Extrait à lire |
- - - - -

En Savoie, on appelle ça la contrevoix. On la retrouve encore maintenant, dans des bistrots, même si ça se perd. Pendant longtemps, dans mes collectages, j'ai privilégié les solistes, pour avoir une mélodie plus nette, et des paroles plus compréhensibles. J'avais peu d'exemples de contrevoix. Je ne me rendais pas compte que c'était rare, je l'avais toujours entendu comme ça. J'ai récupéré des enregistrements de 1961 en alpage où on entend chanter jusqu'à 5 voix différentes entre les hommes et les femmes. Hommes et femmes chantaient ensemble ?

Les hommes chantaient peut-être plus au bistrot, et les femmes plus lors des fêtes d'alpage ou des vogues, ou bien chez elles à la veillée, mais aussi ensemble. Le meilleur enregistrement que j'ai c'est sur une fête d'alpage où tout le monde chante ensemble. Tu as créé le groupe La Kinkerne il y a 30 ans, quel est l'histoire de ce groupe et le lien avec tes collectes ?

Ça a commencé avec Anne Osnowycz et Diego Abriel. Puis Jean-Michel David, un lyonnais, m'a appelé pour venir jouer avec moi, et Marc Charbonnel également, tous deux transfuges du Grand Rouge. Ensuite il y a eu Christian Abriel, puis Evelyne Girardon. Il y a une trace d'un festival où il y avait Jean-Michel, Marc, Anne et Evelyne, Christian, Diego et moi. Ça devait être en 1976.

Après certains sont partis, pendant longtemps on a tourné Christian, Marc, et moi. Marc a ensuite été remplacé par Reynald Breithaupt en 1982, puis par Robert Amyot. Et depuis 4 ans il y a Claudius Perrin.

- - - - -

Exercices à faire |
1/ D'après l'entretien sur le chant en Savoie, de quelle année datent les enregistrements récupérés en alpage ?
2/ Reprenez l'entretien sur le chant en Savoie à la suite de sa dernière phrase.

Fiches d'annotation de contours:
- - - - -

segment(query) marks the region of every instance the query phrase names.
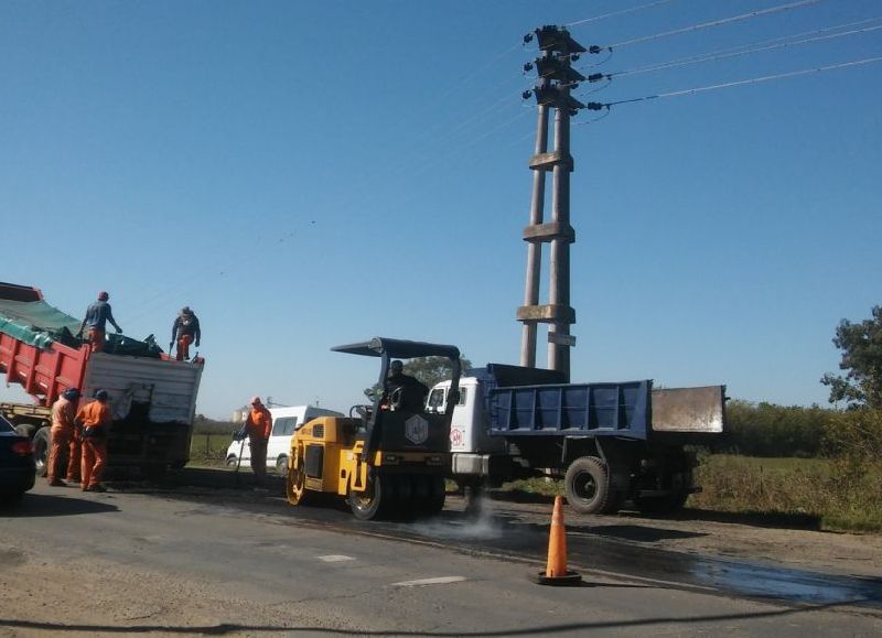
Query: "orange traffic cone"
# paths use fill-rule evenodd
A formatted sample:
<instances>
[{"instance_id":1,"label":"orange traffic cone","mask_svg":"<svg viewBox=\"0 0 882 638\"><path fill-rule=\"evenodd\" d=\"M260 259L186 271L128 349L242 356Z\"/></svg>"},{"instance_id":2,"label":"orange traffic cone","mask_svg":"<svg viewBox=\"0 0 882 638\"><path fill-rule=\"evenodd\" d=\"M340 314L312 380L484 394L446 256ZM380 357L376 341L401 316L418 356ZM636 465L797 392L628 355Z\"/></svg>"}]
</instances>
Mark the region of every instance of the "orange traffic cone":
<instances>
[{"instance_id":1,"label":"orange traffic cone","mask_svg":"<svg viewBox=\"0 0 882 638\"><path fill-rule=\"evenodd\" d=\"M563 527L563 498L555 497L551 513L551 530L548 534L548 563L545 572L539 572L540 585L578 585L582 576L567 570L567 530Z\"/></svg>"}]
</instances>

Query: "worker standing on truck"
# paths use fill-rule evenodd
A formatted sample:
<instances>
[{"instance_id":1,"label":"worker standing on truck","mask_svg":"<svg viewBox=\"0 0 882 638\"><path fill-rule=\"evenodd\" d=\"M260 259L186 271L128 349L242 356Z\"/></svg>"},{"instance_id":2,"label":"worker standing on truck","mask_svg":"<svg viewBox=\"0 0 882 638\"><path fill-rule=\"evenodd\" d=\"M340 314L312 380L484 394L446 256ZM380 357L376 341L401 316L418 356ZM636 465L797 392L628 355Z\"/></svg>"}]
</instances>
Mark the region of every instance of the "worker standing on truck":
<instances>
[{"instance_id":1,"label":"worker standing on truck","mask_svg":"<svg viewBox=\"0 0 882 638\"><path fill-rule=\"evenodd\" d=\"M52 443L49 452L49 466L46 468L46 479L53 487L64 487L66 484L61 479L62 458L67 455L71 439L74 435L74 418L76 417L76 400L79 399L79 390L67 388L58 400L52 404ZM79 458L77 457L77 462ZM71 459L67 459L71 466ZM69 469L68 469L69 472Z\"/></svg>"},{"instance_id":2,"label":"worker standing on truck","mask_svg":"<svg viewBox=\"0 0 882 638\"><path fill-rule=\"evenodd\" d=\"M251 448L251 469L255 473L255 489L266 490L267 482L267 442L272 431L272 414L260 401L260 397L251 397L251 410L245 420L248 431L248 445Z\"/></svg>"},{"instance_id":3,"label":"worker standing on truck","mask_svg":"<svg viewBox=\"0 0 882 638\"><path fill-rule=\"evenodd\" d=\"M107 429L114 420L107 399L107 391L98 390L95 392L95 401L86 403L76 415L77 421L83 424L79 482L83 491L107 491L101 485L101 476L107 462Z\"/></svg>"},{"instance_id":4,"label":"worker standing on truck","mask_svg":"<svg viewBox=\"0 0 882 638\"><path fill-rule=\"evenodd\" d=\"M386 382L390 407L408 410L409 412L421 412L426 404L426 396L429 393L429 388L415 377L405 375L405 365L401 361L392 361L390 368L391 372ZM398 391L397 400L395 397L396 391Z\"/></svg>"},{"instance_id":5,"label":"worker standing on truck","mask_svg":"<svg viewBox=\"0 0 882 638\"><path fill-rule=\"evenodd\" d=\"M79 397L79 392L77 392ZM74 410L76 412L76 410ZM83 424L74 419L71 433L71 446L67 451L67 483L79 483L79 471L83 466Z\"/></svg>"},{"instance_id":6,"label":"worker standing on truck","mask_svg":"<svg viewBox=\"0 0 882 638\"><path fill-rule=\"evenodd\" d=\"M89 343L93 353L100 353L104 349L104 336L107 322L110 322L110 325L112 325L118 333L122 332L122 328L114 321L114 312L110 310L110 304L107 303L109 299L110 295L106 291L98 293L98 301L86 309L86 318L79 324L79 332L76 333L77 337L82 337L83 329L88 328L86 340Z\"/></svg>"},{"instance_id":7,"label":"worker standing on truck","mask_svg":"<svg viewBox=\"0 0 882 638\"><path fill-rule=\"evenodd\" d=\"M171 345L178 344L178 356L175 358L179 361L190 359L190 344L195 342L194 345L200 347L201 336L200 318L190 310L189 305L185 305L181 309L181 312L178 313L178 316L174 317L174 323L172 324ZM169 346L169 352L172 349L171 345Z\"/></svg>"}]
</instances>

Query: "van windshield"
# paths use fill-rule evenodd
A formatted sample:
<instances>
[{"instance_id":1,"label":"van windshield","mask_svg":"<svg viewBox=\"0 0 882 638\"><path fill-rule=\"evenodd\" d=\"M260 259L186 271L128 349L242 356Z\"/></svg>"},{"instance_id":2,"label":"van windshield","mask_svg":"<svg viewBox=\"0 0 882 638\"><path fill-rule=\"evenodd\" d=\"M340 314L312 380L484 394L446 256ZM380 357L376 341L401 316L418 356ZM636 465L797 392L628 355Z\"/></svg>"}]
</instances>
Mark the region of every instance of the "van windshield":
<instances>
[{"instance_id":1,"label":"van windshield","mask_svg":"<svg viewBox=\"0 0 882 638\"><path fill-rule=\"evenodd\" d=\"M279 417L272 424L273 436L290 436L297 429L297 417Z\"/></svg>"}]
</instances>

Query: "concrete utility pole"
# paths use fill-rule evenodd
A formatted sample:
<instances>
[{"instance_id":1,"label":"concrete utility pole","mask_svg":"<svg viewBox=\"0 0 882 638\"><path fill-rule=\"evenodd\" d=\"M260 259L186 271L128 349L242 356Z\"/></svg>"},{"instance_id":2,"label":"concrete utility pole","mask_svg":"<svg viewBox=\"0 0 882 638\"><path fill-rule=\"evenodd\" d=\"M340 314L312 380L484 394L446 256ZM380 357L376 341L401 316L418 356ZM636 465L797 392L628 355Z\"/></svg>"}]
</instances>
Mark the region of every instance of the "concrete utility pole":
<instances>
[{"instance_id":1,"label":"concrete utility pole","mask_svg":"<svg viewBox=\"0 0 882 638\"><path fill-rule=\"evenodd\" d=\"M530 223L524 229L527 241L527 274L524 286L524 305L517 310L517 320L524 324L520 340L520 365L536 366L536 336L540 323L548 325L548 368L563 372L570 379L570 347L576 337L570 325L576 323L576 311L570 306L570 244L576 241L576 230L570 226L570 116L584 108L570 96L576 83L584 79L573 71L570 62L585 48L570 37L566 29L542 26L535 31L541 56L536 60L538 83L535 90L539 118L536 131L535 154L529 166L533 175ZM525 36L533 40L533 34ZM593 52L593 51L592 51ZM534 65L527 65L530 71ZM525 94L529 97L530 91ZM555 109L555 148L548 151L549 109ZM551 173L551 221L545 221L546 173ZM548 303L539 304L542 244L550 244Z\"/></svg>"}]
</instances>

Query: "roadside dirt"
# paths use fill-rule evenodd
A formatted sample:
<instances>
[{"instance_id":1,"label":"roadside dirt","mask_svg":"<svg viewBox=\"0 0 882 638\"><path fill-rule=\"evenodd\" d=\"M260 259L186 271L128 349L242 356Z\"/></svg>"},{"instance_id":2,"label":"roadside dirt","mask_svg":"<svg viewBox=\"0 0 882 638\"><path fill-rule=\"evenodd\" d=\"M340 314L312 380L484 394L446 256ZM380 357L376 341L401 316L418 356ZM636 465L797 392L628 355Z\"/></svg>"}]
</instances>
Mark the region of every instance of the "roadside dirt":
<instances>
[{"instance_id":1,"label":"roadside dirt","mask_svg":"<svg viewBox=\"0 0 882 638\"><path fill-rule=\"evenodd\" d=\"M496 511L516 512L530 521L548 518L550 499L512 502L504 495L491 500ZM451 497L449 507L462 508ZM794 569L840 575L882 574L882 534L832 533L788 525L786 520L763 519L686 509L676 516L646 517L623 511L615 516L581 516L566 511L568 526L603 538L638 543L689 554L776 563Z\"/></svg>"}]
</instances>

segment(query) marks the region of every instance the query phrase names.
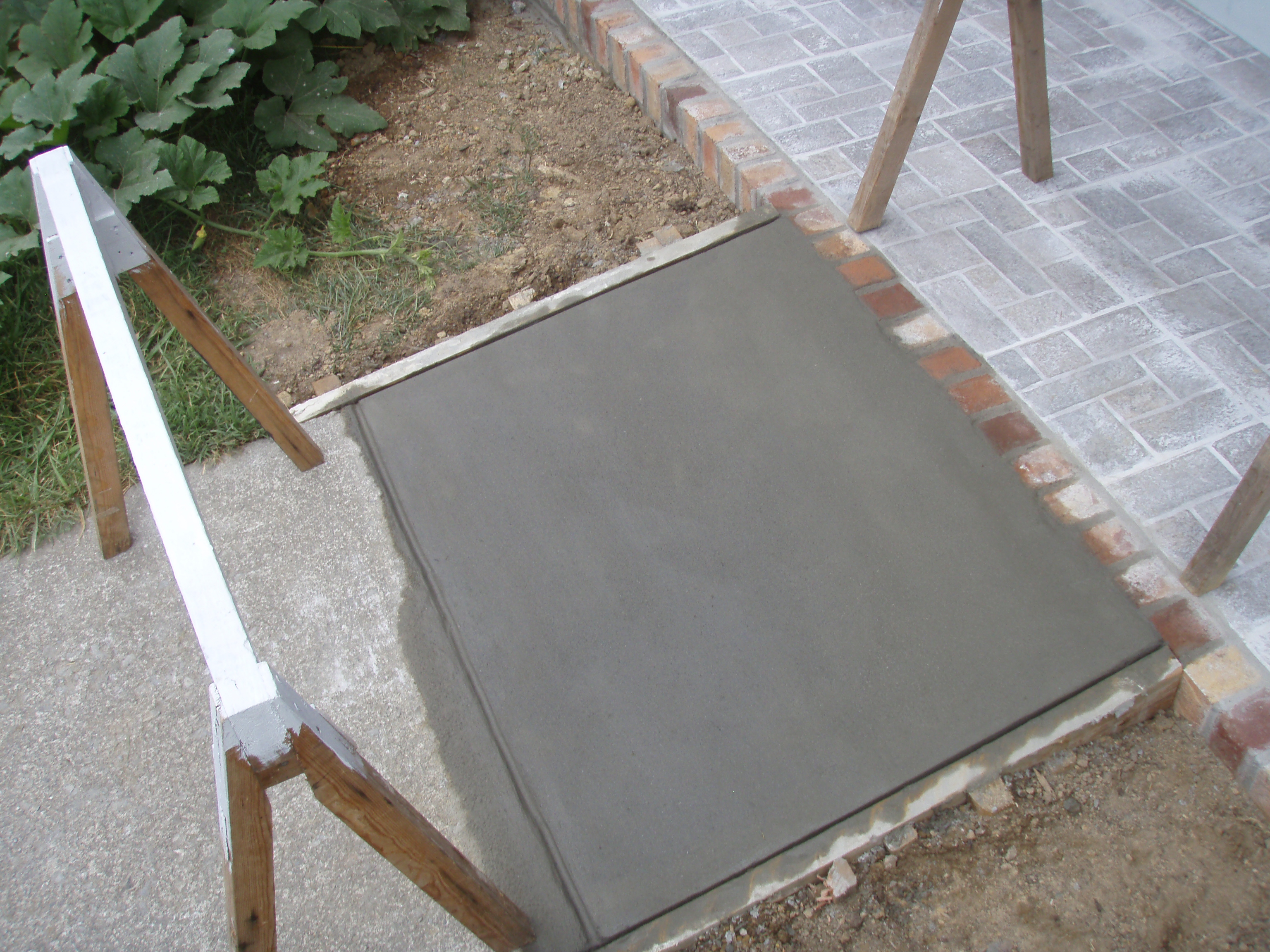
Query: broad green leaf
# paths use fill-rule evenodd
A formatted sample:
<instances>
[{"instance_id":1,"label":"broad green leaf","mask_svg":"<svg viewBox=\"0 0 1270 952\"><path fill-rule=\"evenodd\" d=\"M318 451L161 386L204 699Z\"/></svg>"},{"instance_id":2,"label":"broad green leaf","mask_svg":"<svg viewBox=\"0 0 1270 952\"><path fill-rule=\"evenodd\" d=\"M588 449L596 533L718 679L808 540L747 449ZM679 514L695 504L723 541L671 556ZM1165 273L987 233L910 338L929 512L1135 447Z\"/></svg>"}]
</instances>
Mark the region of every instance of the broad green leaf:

- - - - -

Réponses par exercice |
1/ De 1961.

2/
Les 8/10e du répertoire sont issus des collectages, le reste c'est un peu de compositions et des airs appris avec d'autres groupes. Certains airs piémontais ou suisses peuvent venir aussi de collectages. La Kinkerne fête ses 30 ans cet été, peux-tu nous parler des manifestations de l'été et du CD ?

Le disque a été enregistré dans une cave, avec un public. Ce sont des vieux morceaux de la Kinkerne qu'on n'avait jamais enregistré, et des chansons qu'on fait actuellement. On a tellement de répertoire qu'au bout d'un moment on ne fait plus certains morceaux, et un jour, un air revient sans qu'on sache pourquoi, alors qu'on ne l'a pas joué depuis 10 ans.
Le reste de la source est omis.